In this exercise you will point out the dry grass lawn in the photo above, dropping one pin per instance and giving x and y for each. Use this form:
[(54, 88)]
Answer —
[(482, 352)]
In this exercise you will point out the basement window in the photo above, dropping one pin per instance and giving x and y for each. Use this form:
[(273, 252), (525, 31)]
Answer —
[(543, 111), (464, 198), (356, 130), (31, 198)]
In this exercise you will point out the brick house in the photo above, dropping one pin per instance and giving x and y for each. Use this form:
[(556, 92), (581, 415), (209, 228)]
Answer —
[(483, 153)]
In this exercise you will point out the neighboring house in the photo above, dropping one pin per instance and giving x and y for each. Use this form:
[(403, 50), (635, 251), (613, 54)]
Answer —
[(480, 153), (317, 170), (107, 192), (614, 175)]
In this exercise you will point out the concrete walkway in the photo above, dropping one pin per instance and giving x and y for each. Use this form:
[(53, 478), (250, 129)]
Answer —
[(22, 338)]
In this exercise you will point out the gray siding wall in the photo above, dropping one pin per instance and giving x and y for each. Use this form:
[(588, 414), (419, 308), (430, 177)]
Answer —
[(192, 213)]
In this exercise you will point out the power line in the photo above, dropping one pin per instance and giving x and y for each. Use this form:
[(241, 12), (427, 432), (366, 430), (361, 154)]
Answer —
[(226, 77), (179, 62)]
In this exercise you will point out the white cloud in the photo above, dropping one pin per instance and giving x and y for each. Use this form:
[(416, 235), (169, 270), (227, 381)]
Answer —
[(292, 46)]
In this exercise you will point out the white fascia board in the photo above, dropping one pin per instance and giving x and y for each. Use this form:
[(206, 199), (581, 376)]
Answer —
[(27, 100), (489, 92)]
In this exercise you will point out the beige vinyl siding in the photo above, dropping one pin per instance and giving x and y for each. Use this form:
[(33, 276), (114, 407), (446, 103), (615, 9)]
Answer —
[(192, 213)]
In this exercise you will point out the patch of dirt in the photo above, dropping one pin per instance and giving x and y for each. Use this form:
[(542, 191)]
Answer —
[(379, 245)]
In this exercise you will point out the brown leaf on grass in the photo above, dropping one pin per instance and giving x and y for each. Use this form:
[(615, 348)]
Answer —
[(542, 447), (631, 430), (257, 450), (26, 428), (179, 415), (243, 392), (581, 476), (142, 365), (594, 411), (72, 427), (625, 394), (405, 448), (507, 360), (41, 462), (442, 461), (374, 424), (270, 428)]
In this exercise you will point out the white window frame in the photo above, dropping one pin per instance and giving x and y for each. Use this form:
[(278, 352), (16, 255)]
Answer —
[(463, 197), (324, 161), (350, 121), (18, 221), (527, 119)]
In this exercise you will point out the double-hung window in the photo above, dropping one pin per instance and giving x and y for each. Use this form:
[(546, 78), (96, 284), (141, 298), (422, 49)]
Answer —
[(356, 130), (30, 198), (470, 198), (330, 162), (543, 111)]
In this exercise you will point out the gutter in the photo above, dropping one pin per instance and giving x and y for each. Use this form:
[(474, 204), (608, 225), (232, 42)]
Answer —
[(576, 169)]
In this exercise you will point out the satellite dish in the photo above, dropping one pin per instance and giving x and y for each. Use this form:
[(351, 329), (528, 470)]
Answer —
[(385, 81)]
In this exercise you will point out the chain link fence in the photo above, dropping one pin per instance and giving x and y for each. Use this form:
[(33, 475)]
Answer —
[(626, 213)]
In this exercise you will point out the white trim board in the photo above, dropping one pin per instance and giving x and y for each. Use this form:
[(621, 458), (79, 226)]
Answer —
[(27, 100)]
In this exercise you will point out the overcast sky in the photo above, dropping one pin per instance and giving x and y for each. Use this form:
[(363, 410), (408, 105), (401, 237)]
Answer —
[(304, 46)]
━━━━
Set down nothing but the lines from the one with "In this exercise you will point out the chain" through the end of the records, keeping each line exactly as written and including both ends.

Response below —
In this exercise you will point out the chain link fence in the photo above, dropping one pin per instance and giving x and y for each. Use this form:
[(33, 475)]
Answer —
[(626, 213)]
In this exercise you will point out the white trim board in the photo above, dropping one pin per instance and giving x and y for each. Use this form:
[(621, 458), (79, 226)]
Answer —
[(27, 100)]
In this exercise you will point out the overcast sky in the photo above, dropping one pin per instance and giving x and y for each. Use this form:
[(363, 410), (408, 105), (401, 237)]
Answer —
[(304, 46)]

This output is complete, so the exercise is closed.